* [Exercise goal]:
Return the entries below precisely, omitting nothing.

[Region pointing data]
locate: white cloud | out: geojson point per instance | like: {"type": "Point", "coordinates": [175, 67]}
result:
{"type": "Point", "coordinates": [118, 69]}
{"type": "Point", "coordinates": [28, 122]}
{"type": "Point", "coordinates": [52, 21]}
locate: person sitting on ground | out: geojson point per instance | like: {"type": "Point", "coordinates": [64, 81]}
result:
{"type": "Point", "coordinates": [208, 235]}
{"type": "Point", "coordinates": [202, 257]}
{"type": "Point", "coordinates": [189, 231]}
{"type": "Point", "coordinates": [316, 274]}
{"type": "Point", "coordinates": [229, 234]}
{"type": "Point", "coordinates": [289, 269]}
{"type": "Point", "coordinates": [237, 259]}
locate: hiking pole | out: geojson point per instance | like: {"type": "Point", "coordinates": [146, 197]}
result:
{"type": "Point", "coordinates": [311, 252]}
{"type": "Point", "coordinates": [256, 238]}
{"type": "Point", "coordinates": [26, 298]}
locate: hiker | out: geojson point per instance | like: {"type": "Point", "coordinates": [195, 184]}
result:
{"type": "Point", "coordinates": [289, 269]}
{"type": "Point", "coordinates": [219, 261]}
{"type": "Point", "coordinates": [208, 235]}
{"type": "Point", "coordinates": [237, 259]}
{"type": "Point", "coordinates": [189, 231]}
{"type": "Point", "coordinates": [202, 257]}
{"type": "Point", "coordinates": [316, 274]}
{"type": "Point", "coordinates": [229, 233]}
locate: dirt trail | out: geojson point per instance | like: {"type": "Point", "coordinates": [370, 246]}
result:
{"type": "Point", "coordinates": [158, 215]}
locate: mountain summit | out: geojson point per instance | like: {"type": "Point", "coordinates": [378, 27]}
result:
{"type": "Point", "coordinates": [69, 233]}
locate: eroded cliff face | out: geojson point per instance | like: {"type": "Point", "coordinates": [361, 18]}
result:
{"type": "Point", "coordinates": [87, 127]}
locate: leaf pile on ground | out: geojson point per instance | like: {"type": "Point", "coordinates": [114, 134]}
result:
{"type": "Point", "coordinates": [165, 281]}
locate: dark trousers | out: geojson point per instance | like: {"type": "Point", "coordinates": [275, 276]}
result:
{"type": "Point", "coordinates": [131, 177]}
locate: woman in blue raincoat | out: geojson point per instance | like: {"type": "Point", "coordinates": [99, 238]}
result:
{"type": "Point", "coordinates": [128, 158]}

* [Solution below]:
locate: white cloud | out: geojson point per instance | like: {"type": "Point", "coordinates": [175, 67]}
result:
{"type": "Point", "coordinates": [118, 69]}
{"type": "Point", "coordinates": [28, 122]}
{"type": "Point", "coordinates": [52, 21]}
locate: person sitting on ground | out: geojson point per instance | like: {"type": "Point", "coordinates": [64, 81]}
result:
{"type": "Point", "coordinates": [208, 235]}
{"type": "Point", "coordinates": [202, 257]}
{"type": "Point", "coordinates": [189, 231]}
{"type": "Point", "coordinates": [316, 274]}
{"type": "Point", "coordinates": [229, 234]}
{"type": "Point", "coordinates": [289, 269]}
{"type": "Point", "coordinates": [237, 259]}
locate: hiking pole | out: geojson point per instance | like: {"type": "Point", "coordinates": [146, 197]}
result:
{"type": "Point", "coordinates": [311, 252]}
{"type": "Point", "coordinates": [256, 238]}
{"type": "Point", "coordinates": [26, 298]}
locate: hiker | out: geojson point per instance | like: {"type": "Point", "coordinates": [195, 184]}
result:
{"type": "Point", "coordinates": [289, 269]}
{"type": "Point", "coordinates": [219, 261]}
{"type": "Point", "coordinates": [208, 235]}
{"type": "Point", "coordinates": [237, 259]}
{"type": "Point", "coordinates": [189, 231]}
{"type": "Point", "coordinates": [202, 257]}
{"type": "Point", "coordinates": [316, 274]}
{"type": "Point", "coordinates": [229, 233]}
locate: dirt trail | out: geojson point per instance | like: {"type": "Point", "coordinates": [370, 246]}
result:
{"type": "Point", "coordinates": [158, 215]}
locate: mountain summit | out: geojson point per instance | like: {"type": "Point", "coordinates": [378, 27]}
result:
{"type": "Point", "coordinates": [69, 233]}
locate: eroded cliff face | out: geojson point per instance | like: {"type": "Point", "coordinates": [361, 18]}
result:
{"type": "Point", "coordinates": [87, 127]}
locate: leaf pile on ground | out: geojson point per instance | like: {"type": "Point", "coordinates": [114, 134]}
result:
{"type": "Point", "coordinates": [165, 281]}
locate: dark trousers | out: geojson point per instance | like: {"type": "Point", "coordinates": [275, 276]}
result:
{"type": "Point", "coordinates": [131, 177]}
locate: woman in blue raincoat | out: geojson point per instance | like: {"type": "Point", "coordinates": [99, 238]}
result:
{"type": "Point", "coordinates": [128, 158]}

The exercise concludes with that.